Task description
The expected result is every line of the records, printed exactly.

+++ Available records +++

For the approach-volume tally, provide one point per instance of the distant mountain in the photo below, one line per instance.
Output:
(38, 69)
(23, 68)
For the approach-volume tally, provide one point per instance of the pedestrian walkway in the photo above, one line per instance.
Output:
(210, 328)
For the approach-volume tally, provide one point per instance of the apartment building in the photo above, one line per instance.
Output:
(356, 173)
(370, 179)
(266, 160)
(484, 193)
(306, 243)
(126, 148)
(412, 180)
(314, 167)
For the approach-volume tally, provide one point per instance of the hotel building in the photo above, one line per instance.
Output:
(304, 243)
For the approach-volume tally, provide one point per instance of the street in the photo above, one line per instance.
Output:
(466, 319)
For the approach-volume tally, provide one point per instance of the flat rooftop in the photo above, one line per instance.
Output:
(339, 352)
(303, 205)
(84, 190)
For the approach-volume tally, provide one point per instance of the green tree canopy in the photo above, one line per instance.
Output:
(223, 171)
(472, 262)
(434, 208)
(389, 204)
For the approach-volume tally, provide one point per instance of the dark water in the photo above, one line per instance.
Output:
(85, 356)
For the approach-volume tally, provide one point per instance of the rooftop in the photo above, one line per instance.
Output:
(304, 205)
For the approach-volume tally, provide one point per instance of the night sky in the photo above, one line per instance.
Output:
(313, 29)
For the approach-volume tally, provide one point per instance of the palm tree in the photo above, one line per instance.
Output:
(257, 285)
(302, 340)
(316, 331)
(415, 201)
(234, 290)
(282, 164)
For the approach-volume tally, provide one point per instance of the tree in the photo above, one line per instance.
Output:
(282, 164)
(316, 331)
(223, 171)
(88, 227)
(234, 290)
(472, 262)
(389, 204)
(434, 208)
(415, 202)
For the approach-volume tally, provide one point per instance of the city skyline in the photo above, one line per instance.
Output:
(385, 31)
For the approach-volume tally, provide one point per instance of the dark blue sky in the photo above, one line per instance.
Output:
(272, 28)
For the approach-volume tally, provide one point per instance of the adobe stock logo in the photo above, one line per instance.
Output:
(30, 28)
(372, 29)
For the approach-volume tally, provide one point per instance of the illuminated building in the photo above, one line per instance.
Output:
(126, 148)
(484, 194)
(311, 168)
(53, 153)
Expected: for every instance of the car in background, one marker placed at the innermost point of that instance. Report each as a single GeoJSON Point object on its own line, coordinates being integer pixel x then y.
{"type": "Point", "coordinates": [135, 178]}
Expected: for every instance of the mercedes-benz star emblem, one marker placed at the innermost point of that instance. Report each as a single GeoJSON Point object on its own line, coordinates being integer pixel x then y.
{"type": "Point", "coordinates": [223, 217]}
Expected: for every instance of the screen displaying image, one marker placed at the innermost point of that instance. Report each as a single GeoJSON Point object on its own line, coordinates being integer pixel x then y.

+++

Worked solution
For the approach-volume tally, provide one point per instance of the distant mountain in the photo below, one line per instance.
Output:
(38, 69)
(23, 68)
For the approach-volume tally, provide one point per instance of the pedestrian walkway in the photo above, one line per instance.
Output:
(210, 328)
For the approach-volume tally, provide one point per instance of the apartment building in the photo above, one line per instance.
Output:
(356, 173)
(370, 179)
(266, 160)
(484, 193)
(306, 243)
(126, 148)
(412, 180)
(314, 167)
For the approach-volume tally, provide one point per instance of the hotel building in the photo above, one line per instance.
Output:
(304, 243)
For the approach-volume tally, provide one point per instance of the street in the photo above, one line per instance.
Output:
(466, 319)
For the approach-volume tally, provide one point per instance of the flat rooftop in the photo above, one line per instance.
Output:
(339, 352)
(303, 205)
(84, 190)
For the approach-volume tally, provide one point per instance of the green tree canopy in the photo above, one line per instance.
Output:
(223, 171)
(472, 262)
(434, 208)
(389, 204)
For the approach-volume tally, provide one point per instance of the dark water in the photo above, one line per instance.
Output:
(85, 356)
For the approach-volume tally, provide one point per instance of the rooftop in the photo above, one line per instance.
Output:
(304, 205)
For the approach-volume tally, provide one point per instance of the night sky in the photo above, one line per instance.
Output:
(313, 29)
For the approach-volume tally, provide one point per instance of the palm tree in the photo above, one line per instance.
Output:
(257, 285)
(302, 340)
(316, 331)
(415, 201)
(234, 290)
(282, 164)
For the approach-volume tally, provide one point per instance of the tree in the photo above, one line per instance.
Output:
(282, 164)
(316, 331)
(223, 171)
(88, 227)
(234, 290)
(472, 262)
(389, 204)
(434, 208)
(415, 202)
For the approach-volume tally, provide one point per instance of the city skyline in the photo above, one line per instance.
Output:
(385, 31)
For the approach-volume tally, provide one point per instance of the dark blue sky in the photo above, one line per instance.
Output:
(272, 28)
For the approach-volume tally, provide one point per instance of the adobe stock logo in the photo above, one line per instance.
Output:
(30, 28)
(372, 29)
For the approach-volume tally, provide one point per instance of the illuminated building in the photo above, one line per instance.
Output:
(126, 148)
(484, 194)
(311, 168)
(53, 153)
Expected: for every instance of the car in background, one marker placed at the innermost point of that instance. Report each as a single GeoJSON Point object on its own line, coordinates being integer pixel x then y.
{"type": "Point", "coordinates": [135, 178]}
Expected: for every instance of the mercedes-benz star emblem, one marker placed at the innermost point of that instance. Report each as a single GeoJSON Point object on its own line, coordinates being integer pixel x then y.
{"type": "Point", "coordinates": [223, 217]}
Expected: for every instance of the screen displaying image, one marker placed at the innermost point of that instance. Report each as a single GeoJSON Point object on its own line, coordinates being integer pixel x then y.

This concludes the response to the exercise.